**TRECHO DA PÁGINA**
▼
A IDENTIDADE CULTURAL NA POS MODERNIDADE


Uma das questões chaves da contemporaneidade é o deslocamento das identidades culturais de classe, étnicas, sexuais e nacionais. Na verdade trata-se de um deslocamento ou descentração da experiência coletiva e crise do “sujeito” moderno frente a fragmentação caótica do individuo na sociedade pós industrial. Se por um lado tal fenômeno gera instabilidades e incertezas diversas, novas modalidades de expressão e experiências culturais, também fomenta os particularismos e fundamentalismos identitários mais diversos.
Um livro que muito bem nos introduz a esse delicado debate é A Identidade Cultural na Pos Modernidade do sociólogo britânico Stuard Hall .
Em linhas gerais, como expõe o próprio autor ao apresentar a questão:


“ A questão da identidade está sendo extensamente discutida na teoria social. Em essência, o argumento é o seguinte: as velhas identidades, que por tanto tempo estabilizaram o mundo social, estão em declínio, fazendo surgir novas identidades e fragmentando o individuo moderno, até aqui visto como um sujeito unificado. A assim chamada “ crise de identidade” é vista como parte de um processo mais amplo de mudança, que está deslocando as estruturas e processos centrais das sociedades modernas e abalando os quadros de referência que davam aos indivíduos uma ancoragem estável no mundo social."
▲
Dados de localização de pontos:
▼
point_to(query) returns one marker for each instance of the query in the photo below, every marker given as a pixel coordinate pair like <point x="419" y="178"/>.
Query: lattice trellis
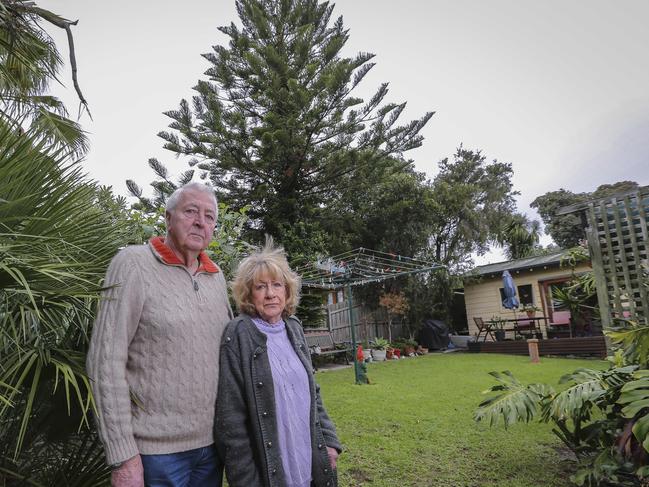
<point x="360" y="266"/>
<point x="618" y="237"/>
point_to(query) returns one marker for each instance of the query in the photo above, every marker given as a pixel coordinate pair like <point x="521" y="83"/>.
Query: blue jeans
<point x="194" y="468"/>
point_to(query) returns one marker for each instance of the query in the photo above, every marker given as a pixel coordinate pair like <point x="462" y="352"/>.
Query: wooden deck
<point x="584" y="346"/>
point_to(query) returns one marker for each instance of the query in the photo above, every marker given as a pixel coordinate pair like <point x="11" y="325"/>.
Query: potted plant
<point x="530" y="309"/>
<point x="389" y="353"/>
<point x="409" y="347"/>
<point x="367" y="352"/>
<point x="379" y="348"/>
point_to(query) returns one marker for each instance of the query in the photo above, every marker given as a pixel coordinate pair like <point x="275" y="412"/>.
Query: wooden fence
<point x="369" y="324"/>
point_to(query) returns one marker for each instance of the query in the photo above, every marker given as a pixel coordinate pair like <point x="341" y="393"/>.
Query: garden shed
<point x="534" y="278"/>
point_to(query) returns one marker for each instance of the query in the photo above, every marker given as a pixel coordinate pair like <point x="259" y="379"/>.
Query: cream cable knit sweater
<point x="157" y="334"/>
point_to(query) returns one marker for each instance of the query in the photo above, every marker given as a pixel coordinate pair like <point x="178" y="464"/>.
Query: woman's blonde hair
<point x="271" y="261"/>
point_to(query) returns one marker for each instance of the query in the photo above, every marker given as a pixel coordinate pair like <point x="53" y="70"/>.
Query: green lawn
<point x="413" y="426"/>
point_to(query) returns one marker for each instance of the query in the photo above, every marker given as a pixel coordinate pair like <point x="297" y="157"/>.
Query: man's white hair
<point x="172" y="202"/>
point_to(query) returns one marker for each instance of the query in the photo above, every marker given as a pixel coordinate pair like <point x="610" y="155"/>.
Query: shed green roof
<point x="528" y="263"/>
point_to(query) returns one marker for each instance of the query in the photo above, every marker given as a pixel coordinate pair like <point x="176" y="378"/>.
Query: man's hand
<point x="333" y="455"/>
<point x="128" y="474"/>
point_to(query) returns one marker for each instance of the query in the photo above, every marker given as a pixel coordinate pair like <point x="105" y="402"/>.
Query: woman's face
<point x="269" y="298"/>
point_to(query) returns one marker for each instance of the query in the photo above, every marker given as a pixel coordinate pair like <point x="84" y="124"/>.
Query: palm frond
<point x="514" y="402"/>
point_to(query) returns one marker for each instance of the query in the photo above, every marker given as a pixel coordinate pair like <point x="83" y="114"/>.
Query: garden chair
<point x="483" y="329"/>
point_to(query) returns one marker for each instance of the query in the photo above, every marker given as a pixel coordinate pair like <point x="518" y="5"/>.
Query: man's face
<point x="191" y="224"/>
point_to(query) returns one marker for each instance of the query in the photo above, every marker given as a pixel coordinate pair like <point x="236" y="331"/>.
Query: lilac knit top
<point x="292" y="403"/>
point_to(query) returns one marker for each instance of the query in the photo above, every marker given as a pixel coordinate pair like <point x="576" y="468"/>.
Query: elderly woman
<point x="271" y="426"/>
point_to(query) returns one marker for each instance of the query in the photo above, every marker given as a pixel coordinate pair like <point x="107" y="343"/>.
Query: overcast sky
<point x="558" y="88"/>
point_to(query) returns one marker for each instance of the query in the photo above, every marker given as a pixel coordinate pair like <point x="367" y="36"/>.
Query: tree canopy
<point x="566" y="230"/>
<point x="29" y="61"/>
<point x="275" y="127"/>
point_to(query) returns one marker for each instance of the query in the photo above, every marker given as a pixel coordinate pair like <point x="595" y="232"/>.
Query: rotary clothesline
<point x="360" y="266"/>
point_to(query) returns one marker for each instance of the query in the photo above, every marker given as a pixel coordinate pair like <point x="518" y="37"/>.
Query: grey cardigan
<point x="245" y="427"/>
▲
**EXERCÍCIOS**
1. Como fica, em forma de lista curta e com os fatos principais mantidos, o parágrafo do texto sobre identidade cultural que começa com "Uma das questões chaves da contemporaneidade"?
2. Escreva a continuação do texto sobre identidade cultural na pós-modernidade a partir do ponto em que ele termina.
Os registros são um material independente do texto.

**PROBLEMAS RESOLVIDOS**
1.
- Uma das questões-chave da contemporaneidade é o deslocamento das identidades culturais de classe, étnicas, sexuais e nacionais.
- Trata-se de uma descentração da experiência coletiva e de uma crise do "sujeito" moderno diante da fragmentação caótica do indivíduo na sociedade pós-industrial.
- O fenômeno gera instabilidades e incertezas, além de novas formas de expressão e de experiência cultural.
- Também fomenta os mais diversos particularismos e fundamentalismos identitários.

2.
(Stuart Hall. A Identidade na Pos Modernidade. Tradução de Tomaz Tadeu da Silva, Guaracira Lopes. 9º ed. RJ: DP&A, 2004.)


Em outro momento, falando especificamente do caso britanico:

“ Num mundo de fronteiras dissolvidas e de continuidades rompidas, as velhas certezas e hierarquias da identidade britânica têm sido postas em questão. Num pais que é agora um repositório de culturas africanas e asiáticas, o sentimento do que significa ser britânico nunca mais pode ter a mesma velha confiança e certeza. O que significa ser europeu, num continente colorido não apenas pelas culturas de suas antigas colônias, mas também pelas culturas americanas e agora pelas japonesas?
A categoria de identidade não é, ela própria, problemática? É possível, de algum modo, em tempos globais, ter-se um sentimento de identidade coerente e integral? A continuidade e a historicidade da identidade são questionadas pela imediatez e pela intensidade das confrontações culturais globais. Os confortos da Tradição são fundamentalmente desafiados pelo imperativo de se forjar uma nova auto interpretação, baseada nas responsabilidades da Tradução cultura.”